What to produce: Lines containing the word "each" are the ones to copy from the records below.

Data shown:

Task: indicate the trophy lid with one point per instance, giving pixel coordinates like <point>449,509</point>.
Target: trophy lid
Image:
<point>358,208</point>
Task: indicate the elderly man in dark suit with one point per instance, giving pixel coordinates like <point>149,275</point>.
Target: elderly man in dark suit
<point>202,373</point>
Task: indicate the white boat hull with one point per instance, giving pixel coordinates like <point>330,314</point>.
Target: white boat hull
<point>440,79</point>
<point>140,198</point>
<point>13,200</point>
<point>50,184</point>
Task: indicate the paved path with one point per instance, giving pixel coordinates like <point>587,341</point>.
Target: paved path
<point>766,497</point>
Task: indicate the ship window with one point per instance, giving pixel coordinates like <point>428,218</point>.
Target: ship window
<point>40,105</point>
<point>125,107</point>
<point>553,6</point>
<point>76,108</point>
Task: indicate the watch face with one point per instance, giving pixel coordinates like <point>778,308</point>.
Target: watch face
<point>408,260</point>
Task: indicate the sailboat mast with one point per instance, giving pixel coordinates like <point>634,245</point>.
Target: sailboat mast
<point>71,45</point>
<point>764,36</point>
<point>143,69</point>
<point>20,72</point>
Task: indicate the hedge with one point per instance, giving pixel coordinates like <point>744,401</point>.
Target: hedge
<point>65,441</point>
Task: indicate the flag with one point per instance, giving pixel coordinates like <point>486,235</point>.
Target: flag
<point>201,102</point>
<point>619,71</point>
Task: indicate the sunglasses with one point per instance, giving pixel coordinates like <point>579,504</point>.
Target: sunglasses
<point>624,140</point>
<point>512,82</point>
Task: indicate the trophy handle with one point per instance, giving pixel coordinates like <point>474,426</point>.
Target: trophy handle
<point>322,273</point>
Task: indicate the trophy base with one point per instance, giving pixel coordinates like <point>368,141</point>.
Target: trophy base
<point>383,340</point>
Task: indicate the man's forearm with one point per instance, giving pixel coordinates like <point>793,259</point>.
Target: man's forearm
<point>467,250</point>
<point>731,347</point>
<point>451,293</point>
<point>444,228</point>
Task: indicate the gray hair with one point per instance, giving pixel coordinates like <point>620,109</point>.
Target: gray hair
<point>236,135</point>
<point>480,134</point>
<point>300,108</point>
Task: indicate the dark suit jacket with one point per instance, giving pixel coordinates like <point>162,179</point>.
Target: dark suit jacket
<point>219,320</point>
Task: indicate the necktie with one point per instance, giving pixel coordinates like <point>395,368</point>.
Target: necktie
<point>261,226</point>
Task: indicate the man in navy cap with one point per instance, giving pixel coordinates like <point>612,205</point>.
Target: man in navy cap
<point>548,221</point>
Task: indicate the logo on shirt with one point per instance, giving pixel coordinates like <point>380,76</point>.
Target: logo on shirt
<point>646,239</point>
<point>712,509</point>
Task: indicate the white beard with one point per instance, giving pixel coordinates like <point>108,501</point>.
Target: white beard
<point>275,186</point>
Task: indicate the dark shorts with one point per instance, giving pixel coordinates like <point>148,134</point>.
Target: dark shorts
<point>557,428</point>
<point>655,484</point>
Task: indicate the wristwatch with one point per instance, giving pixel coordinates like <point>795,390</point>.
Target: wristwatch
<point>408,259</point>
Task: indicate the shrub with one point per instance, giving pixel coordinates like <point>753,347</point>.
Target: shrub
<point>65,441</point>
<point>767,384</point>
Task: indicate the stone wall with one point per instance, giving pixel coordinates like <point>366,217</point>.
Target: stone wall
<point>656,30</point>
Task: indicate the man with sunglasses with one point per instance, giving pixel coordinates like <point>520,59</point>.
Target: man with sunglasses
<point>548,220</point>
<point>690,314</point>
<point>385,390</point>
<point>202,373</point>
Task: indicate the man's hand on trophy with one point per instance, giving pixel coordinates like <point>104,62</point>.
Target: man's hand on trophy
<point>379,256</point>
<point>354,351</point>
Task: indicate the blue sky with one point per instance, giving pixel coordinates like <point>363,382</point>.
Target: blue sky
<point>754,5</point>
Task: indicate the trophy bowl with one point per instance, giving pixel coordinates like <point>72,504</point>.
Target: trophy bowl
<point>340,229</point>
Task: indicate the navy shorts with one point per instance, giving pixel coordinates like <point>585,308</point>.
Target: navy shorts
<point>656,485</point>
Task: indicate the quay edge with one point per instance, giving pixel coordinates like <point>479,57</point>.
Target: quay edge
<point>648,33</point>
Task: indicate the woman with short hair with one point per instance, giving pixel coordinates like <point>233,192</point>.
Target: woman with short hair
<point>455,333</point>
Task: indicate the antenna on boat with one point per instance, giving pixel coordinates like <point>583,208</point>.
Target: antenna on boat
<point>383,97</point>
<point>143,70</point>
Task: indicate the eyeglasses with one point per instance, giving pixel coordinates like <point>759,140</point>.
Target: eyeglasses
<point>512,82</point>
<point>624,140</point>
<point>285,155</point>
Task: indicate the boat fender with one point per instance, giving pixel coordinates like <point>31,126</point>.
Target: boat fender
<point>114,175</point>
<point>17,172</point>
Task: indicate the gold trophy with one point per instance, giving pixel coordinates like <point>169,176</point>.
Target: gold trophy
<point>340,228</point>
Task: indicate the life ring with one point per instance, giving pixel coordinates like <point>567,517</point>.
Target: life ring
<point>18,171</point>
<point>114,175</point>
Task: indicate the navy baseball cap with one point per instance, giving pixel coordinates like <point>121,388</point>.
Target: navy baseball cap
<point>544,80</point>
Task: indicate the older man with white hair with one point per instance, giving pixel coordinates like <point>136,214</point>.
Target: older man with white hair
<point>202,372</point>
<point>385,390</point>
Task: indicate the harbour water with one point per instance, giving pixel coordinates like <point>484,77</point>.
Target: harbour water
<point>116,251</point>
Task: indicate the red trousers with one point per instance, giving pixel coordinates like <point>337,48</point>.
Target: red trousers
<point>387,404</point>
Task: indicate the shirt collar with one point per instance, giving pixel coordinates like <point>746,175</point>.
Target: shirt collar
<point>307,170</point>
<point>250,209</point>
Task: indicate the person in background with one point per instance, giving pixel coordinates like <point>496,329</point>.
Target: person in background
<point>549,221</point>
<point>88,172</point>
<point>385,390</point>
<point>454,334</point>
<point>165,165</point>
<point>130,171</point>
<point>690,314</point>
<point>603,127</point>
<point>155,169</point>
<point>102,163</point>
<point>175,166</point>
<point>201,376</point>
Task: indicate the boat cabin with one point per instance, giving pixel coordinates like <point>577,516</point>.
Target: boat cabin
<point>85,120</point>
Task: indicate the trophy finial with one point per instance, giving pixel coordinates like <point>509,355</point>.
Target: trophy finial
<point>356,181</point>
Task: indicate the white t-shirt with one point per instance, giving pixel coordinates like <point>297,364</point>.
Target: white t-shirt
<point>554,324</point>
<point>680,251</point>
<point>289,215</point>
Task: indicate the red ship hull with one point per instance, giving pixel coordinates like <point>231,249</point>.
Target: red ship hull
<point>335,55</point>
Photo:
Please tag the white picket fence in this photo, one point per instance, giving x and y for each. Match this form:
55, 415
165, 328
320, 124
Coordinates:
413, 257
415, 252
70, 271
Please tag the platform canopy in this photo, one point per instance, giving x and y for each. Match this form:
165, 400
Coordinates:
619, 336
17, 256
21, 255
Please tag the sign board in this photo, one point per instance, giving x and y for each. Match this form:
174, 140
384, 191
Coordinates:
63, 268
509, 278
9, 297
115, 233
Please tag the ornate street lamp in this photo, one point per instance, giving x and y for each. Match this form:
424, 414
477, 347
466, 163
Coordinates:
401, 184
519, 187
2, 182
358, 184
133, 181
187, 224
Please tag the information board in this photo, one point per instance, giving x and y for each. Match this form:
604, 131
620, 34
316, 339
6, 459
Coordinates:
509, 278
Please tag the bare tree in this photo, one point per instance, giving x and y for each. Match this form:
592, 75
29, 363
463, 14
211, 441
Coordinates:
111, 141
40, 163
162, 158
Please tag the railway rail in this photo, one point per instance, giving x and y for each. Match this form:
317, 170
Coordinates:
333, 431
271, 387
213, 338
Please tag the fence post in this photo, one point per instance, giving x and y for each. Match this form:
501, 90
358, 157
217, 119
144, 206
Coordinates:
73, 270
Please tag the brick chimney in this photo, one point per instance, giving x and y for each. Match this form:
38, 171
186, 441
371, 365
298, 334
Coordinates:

Answer space:
Please tag the white picket fence in this photo, one point per instance, giving x and y for each. Match this form:
Please tag the platform canopy in this photo, one point per instance, giving x and y for each. Match this form:
Please tag the sign board in this photo, one point per instance, giving x and y for each. Match this form:
Please tag the ornate street lamp in this photo, one point per instance, giving x and y for each. Match this form:
Please tag the information board in this photo, one point per instance, giving x and y for each. Match this form:
Please tag the bare tree in this photo, one point per instance, giving x and y for each. Match this form:
Please tag the railway rail in this photo, one point per instance, giving x and y for each. Match this form:
Please tag the fence post in this photo, one point per instance, giving x and y for each. Match this form:
Please tag the brick chimney in this photo, one point per instance, giving x and y for each. Match this form:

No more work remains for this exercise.